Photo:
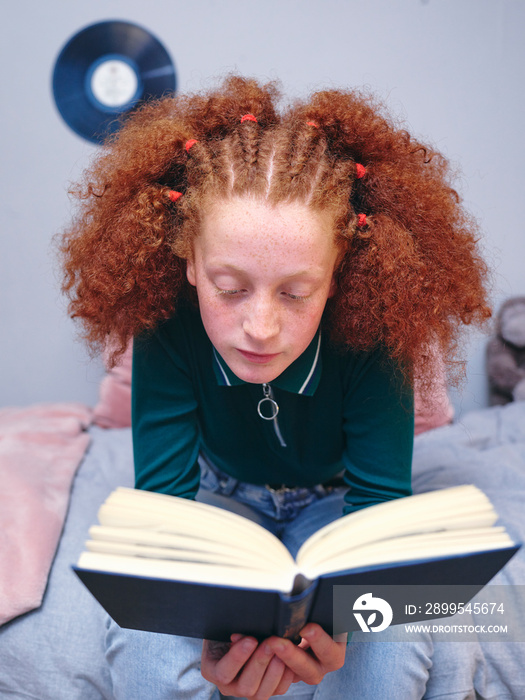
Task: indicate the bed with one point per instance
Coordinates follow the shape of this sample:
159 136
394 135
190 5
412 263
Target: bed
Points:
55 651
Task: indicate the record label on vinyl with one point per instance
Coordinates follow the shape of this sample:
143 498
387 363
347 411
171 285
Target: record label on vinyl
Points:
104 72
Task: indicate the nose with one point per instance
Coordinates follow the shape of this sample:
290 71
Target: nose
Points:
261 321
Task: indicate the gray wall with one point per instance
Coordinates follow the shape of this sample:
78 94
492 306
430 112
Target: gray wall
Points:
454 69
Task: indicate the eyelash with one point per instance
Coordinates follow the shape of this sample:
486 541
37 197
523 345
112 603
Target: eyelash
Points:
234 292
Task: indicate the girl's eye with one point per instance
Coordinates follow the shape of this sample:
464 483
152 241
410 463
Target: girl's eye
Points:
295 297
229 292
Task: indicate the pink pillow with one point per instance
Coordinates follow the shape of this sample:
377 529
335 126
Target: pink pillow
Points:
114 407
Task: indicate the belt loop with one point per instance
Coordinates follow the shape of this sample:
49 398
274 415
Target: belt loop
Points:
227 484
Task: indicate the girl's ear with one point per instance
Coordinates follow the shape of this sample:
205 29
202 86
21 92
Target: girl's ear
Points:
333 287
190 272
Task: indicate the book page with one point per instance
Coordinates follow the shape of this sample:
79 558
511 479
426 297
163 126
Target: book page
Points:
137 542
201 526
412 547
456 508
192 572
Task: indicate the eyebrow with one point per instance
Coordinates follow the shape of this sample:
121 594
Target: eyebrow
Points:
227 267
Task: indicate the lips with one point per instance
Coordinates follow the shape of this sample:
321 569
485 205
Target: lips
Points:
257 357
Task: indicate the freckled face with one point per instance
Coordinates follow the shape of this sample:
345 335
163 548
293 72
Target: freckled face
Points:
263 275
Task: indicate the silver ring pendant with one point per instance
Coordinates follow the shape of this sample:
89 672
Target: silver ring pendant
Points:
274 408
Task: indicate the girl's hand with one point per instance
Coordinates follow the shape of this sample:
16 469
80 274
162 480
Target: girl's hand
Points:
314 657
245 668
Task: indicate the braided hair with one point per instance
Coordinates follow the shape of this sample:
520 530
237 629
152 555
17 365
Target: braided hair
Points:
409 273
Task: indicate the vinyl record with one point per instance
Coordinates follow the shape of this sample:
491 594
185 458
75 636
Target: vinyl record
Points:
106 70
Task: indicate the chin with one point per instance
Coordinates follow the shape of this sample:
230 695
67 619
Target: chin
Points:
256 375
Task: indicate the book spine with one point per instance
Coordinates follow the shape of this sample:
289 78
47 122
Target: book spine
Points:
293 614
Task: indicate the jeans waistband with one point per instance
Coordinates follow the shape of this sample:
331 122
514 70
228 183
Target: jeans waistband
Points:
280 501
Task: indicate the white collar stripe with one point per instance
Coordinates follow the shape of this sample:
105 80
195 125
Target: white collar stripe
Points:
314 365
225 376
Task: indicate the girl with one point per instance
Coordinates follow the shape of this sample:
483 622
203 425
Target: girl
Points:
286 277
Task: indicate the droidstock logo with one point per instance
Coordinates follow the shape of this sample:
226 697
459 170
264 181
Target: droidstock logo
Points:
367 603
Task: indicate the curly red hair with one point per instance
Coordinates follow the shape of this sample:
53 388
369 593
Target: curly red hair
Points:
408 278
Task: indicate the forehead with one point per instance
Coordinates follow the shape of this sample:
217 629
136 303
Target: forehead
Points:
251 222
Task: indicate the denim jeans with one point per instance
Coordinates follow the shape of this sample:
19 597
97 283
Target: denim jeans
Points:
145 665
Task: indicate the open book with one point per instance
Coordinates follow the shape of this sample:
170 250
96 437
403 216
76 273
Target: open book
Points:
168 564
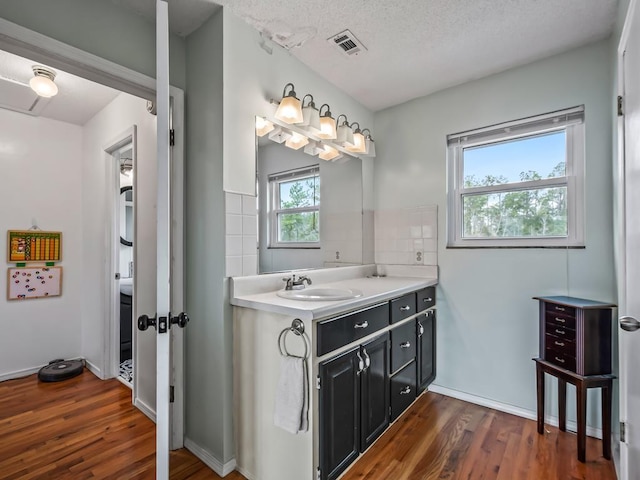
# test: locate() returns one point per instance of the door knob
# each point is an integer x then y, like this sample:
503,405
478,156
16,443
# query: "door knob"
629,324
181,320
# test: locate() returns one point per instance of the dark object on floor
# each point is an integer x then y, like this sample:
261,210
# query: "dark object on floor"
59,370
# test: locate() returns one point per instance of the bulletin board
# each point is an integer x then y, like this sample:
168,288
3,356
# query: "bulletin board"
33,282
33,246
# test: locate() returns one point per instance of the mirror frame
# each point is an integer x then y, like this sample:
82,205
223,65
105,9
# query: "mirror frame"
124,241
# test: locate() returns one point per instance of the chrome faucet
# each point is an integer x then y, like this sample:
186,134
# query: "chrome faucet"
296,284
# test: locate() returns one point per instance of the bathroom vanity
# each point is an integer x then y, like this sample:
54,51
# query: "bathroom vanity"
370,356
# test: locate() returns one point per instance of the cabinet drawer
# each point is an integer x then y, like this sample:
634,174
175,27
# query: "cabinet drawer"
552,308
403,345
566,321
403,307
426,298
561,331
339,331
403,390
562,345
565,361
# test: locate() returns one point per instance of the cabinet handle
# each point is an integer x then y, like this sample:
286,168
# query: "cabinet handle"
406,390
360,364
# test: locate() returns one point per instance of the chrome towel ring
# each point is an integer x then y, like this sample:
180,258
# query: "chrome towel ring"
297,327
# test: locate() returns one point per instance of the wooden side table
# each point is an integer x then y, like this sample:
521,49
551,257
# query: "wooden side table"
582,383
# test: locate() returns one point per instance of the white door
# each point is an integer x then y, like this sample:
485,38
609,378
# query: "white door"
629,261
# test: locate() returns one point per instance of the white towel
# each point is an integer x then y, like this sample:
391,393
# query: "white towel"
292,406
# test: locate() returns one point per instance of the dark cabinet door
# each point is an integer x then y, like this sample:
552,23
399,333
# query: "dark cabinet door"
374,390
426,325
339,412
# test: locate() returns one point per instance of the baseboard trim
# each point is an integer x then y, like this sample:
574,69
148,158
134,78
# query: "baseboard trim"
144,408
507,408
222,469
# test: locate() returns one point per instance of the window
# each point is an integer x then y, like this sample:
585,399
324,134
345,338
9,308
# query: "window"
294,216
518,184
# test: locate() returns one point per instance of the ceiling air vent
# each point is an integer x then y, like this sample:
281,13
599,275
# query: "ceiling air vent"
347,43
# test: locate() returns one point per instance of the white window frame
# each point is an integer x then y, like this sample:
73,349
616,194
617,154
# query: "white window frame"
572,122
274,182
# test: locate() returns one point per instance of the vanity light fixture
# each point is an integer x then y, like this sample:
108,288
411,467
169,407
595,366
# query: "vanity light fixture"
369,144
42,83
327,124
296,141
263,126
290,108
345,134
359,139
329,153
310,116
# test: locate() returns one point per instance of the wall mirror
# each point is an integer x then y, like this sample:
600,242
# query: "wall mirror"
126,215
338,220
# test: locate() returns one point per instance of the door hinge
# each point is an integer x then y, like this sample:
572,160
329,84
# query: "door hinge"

┄┄┄┄┄┄┄┄┄┄

Set exercise: Transcribe every entry word for word, but skip the pictures.

Complete response:
Photo:
Task: indicate the bed with one point per instance
Coordinates follow the shape of this sample:
159 136
394 135
190 5
412 263
Target: bed
Points:
55 651
Task: indicate the record label on vinyl with one point per instance
Coordinates follow the shape of this sample:
143 498
387 363
347 411
171 285
Target: record label on vinyl
Points:
104 72
Task: indicate the nose with one point per instance
Coordinates follow the shape of this sample:
290 71
Target: nose
Points:
261 321
Task: indicate the gray wall with one point per instance
Coordinates follow the shape of this sample:
78 94
492 306
430 112
Target: gray wall
Points:
454 69
Task: indicate the eyelash with one point per instance
Coordinates follow the shape of this sample:
486 541
37 197
523 345
112 603
Target: eyelash
Points:
234 292
Task: indicate the girl's eye with one point per instance
Coordinates follow the shape of this sample:
464 483
152 241
410 463
Target: girl's eye
Points:
295 297
229 292
Task: indicate the pink pillow with one point per instance
Coordinates follow the shape of this sample:
377 529
335 126
Target: pink pillow
Points:
114 407
Task: indicate the belt loop with one point per instance
Coordinates follow the shape of this sample:
49 398
274 415
Target: belt loop
Points:
227 484
Task: indicate the girl's ear with one point per instance
Coordinates follow the shape of this sample:
205 29
202 86
21 92
Target: girl's ear
Points:
333 287
190 272
Task: indicate the book page with one point per instance
Coordinates follow the shape of this sample:
79 558
511 479
426 297
163 126
Target: book page
Points:
137 542
201 526
412 547
456 508
192 572
Task: indicate the eyebrow with one point per instance
Coordinates follow the shape of this sample:
121 594
Target: eyebrow
Points:
227 267
Task: indicate the lips with one point per instance
Coordinates follow the shape of this sample:
321 569
485 205
Target: lips
Points:
257 357
Task: indicate the freckled face with one point per instance
Coordinates follow the shape of this sample:
345 335
163 548
293 72
Target: freckled face
Points:
263 275
Task: indicate the silver ring pendant with one point per instance
Coordinates follow the shape of this sample:
89 672
Target: silver ring pendant
Points:
274 408
Task: indicate the girl's hand with one point per instance
Coordinates follow the shape of this sample:
16 469
80 274
162 480
Target: girl's hand
Points:
314 657
245 668
Task: indicate the braided hair with one point per instance
Coordinates follow the shape of this sample:
520 530
237 629
152 555
17 365
Target: braided hair
Points:
409 273
Task: indicate the vinyl record with one point per instance
Coordinates follow the shape of this sample:
491 594
185 458
75 636
Target: vinyl record
Points:
106 70
Task: indicate the chin with one point per instance
Coordinates follow the shape of this sample:
230 695
67 619
Target: chin
Points:
256 375
Task: indicate the book spine with one point per instance
Coordinates follow the shape of this sample:
289 78
47 122
Target: book spine
Points:
293 614
Task: indicate the jeans waistband with one point per instance
Coordinates follow the shape of this sample:
331 122
514 70
228 183
Target: jeans waistband
Points:
280 501
Task: indicate the white collar stripe with one point per instance
Coordinates follow the shape of this sample:
105 80
195 125
Target: white collar stripe
Points:
314 365
225 376
Task: indicate the girl with one point per instance
Coordinates follow the shape of this sample:
483 622
203 425
Target: girl
Points:
286 277
Task: indicate the droidstock logo with one point per instance
Coordinates follow the shape of this sample:
226 697
459 170
264 181
Target: droidstock logo
Points:
367 603
Task: indicate the curly red hair with one point per instance
Coordinates follow the shape of this sample:
53 388
369 593
Target: curly red hair
Points:
408 278
Task: indicate the forehead with one point per instance
Coordinates follow the shape of this sample:
217 629
136 303
Target: forehead
Points:
251 222
Task: indicate the denim jeans with one point per instance
Coordinates follow the shape of this sample:
19 597
97 283
Target: denim jeans
Points:
145 665
Task: indicate the open book with one point per instance
Coordinates follow the shape of this sample:
170 250
96 437
403 216
76 273
Target: open book
Points:
168 564
# test: locate() returns one point per instance of the door knob
# each point is an integer x then y, like this sample:
503,405
478,156
16,443
# query: "door knob"
629,324
181,320
# test: locate() returns one point per instance of the dark object on floor
# each point is an integer x then y, like this sample:
261,210
# query: "dark object on floor"
59,370
# test: locate() returns one point per instance of the bulletin board
# each point is an integer x then y, like this sample:
168,288
3,356
# query: "bulletin board"
33,282
33,246
# test: locate() returns one point per instance of the mirror frame
# each point is an integer x then y, like this sample:
82,205
223,65
105,9
# query: "mirror frame"
124,241
# test: locate() returns one point per instance of the chrome faucet
# each point is an integer x then y, like this sample:
186,134
# query: "chrome faucet"
296,284
# test: locate() returns one point per instance of the bathroom vanity
# each point is an integer x then y, like this sample:
54,51
# query: "bathroom vanity"
370,356
# test: locate() returns one point per instance of the cabinet drawer
# each point is an integer x then y, like this sample:
634,174
175,27
# query: "cabinet drawer"
552,308
403,345
566,321
403,307
426,298
561,331
339,331
403,390
562,345
565,361
# test: locate() returns one point per instance of the cabinet handle
# each point is an integer x then y, like this sample:
286,168
# query: "cabinet handle"
406,390
360,364
# test: locate() returns one point per instance of the chrome towel ring
# each point is an integer x then y, like this sample:
180,258
# query: "chrome towel ring"
297,327
# test: locate() returns one point per instance of the wooden side table
# each point is an integer x then y, like this sample:
521,49
551,257
# query: "wooden side table"
582,383
# test: locate() returns one point per instance of the white door
# each point is an integer x then y, like this sample:
485,38
609,378
# query: "white door"
629,261
# test: locate() returns one point per instance of the white towel
# each point is an integer x then y, like this sample:
391,393
# query: "white towel"
292,406
# test: locate() returns one point per instance of the dark cabinet door
# each point is an integer x then y, like this sample:
552,23
399,333
# query: "dark cabinet door"
374,390
426,325
339,412
# test: locate() returns one point per instance of the baseboard trim
# each point is an integer x then y, like this sample:
574,69
148,158
134,78
# query: "baseboard trim"
144,408
507,408
222,469
# test: locate() returns one point per instance of the window
# each point is an integer x then y, like this sample:
585,399
324,134
345,338
9,308
# query: "window"
294,216
518,184
# test: locate() returns one point per instance of the ceiling air vent
# each point is an integer x then y, like this sample:
281,13
599,275
# query: "ceiling air vent"
347,43
# test: locate() returns one point per instance of the white window frame
# each point is an integer x then y, like this sample:
73,349
616,194
617,154
# query: "white window frame"
572,122
274,182
# test: locate() returns one point per instance of the vanity light fixture
# each point is an integer x then y, like this sample:
108,288
411,467
169,407
595,366
# query: "vanity light fixture"
369,144
42,83
327,124
296,141
263,126
290,108
345,134
359,139
329,153
310,116
# test: locate() returns one point per instance of the wall mirror
# each point is an integer x then y, like this sample:
600,242
# query: "wall mirror"
126,215
338,220
# test: locate() returns one point per instance of the door hinge
# each point is an integer x then y, like this sample:
572,160
329,84
# query: "door hinge"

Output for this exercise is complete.